EXERCISE REQUIREMENTS |
Line filter on the word "segment": copy each matching line from the entries.
MATERIAL SUPPLIED Block Start
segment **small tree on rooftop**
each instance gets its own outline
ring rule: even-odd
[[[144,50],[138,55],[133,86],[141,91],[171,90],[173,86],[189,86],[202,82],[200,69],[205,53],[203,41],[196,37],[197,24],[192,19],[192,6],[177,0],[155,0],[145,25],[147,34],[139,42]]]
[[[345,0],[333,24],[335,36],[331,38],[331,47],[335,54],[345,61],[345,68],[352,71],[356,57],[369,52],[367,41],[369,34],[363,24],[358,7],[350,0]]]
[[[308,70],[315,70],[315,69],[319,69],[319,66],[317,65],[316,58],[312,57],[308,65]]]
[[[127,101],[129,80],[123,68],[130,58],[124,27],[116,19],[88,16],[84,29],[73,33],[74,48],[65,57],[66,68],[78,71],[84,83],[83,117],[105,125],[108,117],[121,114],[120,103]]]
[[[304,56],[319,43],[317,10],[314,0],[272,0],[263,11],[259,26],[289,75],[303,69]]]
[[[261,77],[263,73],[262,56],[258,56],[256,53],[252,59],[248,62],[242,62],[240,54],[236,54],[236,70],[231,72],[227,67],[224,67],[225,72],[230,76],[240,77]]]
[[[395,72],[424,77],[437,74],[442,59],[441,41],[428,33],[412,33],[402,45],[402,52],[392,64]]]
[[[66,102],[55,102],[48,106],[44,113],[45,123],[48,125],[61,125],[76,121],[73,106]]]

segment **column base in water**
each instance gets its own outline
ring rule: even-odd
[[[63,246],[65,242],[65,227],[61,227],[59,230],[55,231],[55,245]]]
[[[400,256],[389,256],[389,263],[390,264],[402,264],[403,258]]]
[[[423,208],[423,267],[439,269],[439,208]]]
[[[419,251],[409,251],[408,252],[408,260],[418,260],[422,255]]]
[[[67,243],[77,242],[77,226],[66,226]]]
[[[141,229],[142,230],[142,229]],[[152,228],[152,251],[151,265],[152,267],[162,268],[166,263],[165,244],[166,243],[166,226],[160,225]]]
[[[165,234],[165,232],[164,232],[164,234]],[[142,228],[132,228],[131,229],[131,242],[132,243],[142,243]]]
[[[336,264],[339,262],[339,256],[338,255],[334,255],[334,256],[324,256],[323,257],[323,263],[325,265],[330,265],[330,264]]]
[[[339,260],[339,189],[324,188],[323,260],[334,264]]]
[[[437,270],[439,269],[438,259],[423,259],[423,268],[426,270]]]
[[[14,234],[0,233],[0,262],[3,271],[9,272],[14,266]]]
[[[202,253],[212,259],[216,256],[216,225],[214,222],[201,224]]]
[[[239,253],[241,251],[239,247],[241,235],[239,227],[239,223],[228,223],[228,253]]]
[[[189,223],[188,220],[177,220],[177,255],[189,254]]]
MATERIAL SUPPLIED Block End
RESPONSE TO THE TASK |
segment **small tree on rooftop**
segment **column base in water**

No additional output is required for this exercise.